─── Input ───

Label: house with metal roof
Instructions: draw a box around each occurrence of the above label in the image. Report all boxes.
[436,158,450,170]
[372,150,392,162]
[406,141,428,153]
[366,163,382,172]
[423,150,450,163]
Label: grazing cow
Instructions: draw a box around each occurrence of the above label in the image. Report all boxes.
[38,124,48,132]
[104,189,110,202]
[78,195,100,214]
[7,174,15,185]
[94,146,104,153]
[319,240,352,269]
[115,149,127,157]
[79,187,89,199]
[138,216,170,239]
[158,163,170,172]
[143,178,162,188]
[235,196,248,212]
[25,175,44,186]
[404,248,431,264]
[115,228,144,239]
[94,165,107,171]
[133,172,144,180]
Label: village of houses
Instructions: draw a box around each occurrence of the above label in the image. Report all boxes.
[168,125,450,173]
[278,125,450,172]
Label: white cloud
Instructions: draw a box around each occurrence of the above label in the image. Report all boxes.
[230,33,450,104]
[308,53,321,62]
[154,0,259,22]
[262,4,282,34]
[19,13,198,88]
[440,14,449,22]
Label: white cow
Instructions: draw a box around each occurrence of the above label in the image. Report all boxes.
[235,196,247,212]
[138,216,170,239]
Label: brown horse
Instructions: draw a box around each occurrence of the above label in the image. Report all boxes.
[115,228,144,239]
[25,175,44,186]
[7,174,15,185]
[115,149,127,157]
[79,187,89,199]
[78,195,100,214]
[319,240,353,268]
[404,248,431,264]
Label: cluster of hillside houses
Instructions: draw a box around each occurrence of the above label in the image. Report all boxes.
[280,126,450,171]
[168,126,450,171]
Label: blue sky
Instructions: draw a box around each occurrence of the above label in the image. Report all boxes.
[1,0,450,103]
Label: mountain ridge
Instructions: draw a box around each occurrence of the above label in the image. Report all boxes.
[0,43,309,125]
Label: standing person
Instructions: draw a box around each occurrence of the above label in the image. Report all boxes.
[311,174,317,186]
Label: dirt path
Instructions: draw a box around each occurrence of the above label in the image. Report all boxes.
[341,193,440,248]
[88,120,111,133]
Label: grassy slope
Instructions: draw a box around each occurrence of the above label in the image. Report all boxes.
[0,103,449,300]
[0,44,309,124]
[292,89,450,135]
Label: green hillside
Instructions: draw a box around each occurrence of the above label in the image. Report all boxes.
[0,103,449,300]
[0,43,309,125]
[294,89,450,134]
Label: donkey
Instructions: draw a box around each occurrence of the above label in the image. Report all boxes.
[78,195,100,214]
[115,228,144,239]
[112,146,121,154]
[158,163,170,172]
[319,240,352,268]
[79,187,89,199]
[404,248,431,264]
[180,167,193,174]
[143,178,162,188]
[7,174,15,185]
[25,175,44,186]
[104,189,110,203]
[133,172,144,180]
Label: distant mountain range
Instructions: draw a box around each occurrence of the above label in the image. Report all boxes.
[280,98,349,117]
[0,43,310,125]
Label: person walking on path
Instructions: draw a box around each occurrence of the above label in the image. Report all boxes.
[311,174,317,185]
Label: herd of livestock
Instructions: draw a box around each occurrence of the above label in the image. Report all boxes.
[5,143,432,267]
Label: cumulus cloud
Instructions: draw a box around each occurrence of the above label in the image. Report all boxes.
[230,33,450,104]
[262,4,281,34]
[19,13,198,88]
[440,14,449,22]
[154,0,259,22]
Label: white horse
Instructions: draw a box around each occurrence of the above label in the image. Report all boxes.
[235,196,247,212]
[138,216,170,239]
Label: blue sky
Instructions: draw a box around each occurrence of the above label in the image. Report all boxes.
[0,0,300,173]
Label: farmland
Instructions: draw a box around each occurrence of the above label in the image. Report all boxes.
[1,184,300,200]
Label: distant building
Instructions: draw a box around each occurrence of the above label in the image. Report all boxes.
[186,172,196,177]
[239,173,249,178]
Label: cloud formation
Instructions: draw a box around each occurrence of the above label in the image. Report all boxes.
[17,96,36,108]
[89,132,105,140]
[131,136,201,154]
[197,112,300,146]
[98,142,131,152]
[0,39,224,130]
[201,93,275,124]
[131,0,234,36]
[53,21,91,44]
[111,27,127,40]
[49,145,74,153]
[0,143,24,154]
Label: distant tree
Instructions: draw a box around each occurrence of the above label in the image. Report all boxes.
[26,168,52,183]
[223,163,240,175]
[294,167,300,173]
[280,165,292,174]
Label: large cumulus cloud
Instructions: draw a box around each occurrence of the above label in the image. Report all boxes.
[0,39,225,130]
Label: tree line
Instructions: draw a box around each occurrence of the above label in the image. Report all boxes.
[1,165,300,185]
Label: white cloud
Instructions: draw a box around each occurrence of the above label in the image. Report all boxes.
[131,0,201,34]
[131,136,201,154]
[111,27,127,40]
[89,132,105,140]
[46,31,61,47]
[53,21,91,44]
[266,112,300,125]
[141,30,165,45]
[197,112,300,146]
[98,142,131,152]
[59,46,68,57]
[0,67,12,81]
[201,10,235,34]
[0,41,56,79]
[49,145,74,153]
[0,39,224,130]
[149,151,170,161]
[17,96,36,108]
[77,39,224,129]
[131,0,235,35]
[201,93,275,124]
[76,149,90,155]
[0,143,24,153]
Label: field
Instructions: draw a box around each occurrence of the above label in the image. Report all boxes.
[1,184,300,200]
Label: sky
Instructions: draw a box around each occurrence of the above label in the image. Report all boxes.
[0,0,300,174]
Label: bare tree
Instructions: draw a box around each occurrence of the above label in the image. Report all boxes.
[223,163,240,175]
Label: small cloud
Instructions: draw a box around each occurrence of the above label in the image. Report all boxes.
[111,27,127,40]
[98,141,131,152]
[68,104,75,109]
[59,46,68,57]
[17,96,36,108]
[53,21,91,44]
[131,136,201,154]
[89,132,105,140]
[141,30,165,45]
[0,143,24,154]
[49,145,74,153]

───

= Work order =
If a line above contains the word "white", list it.

= Written solution =
Label: white cloud
Label: white cow
Label: white horse
Label: white cloud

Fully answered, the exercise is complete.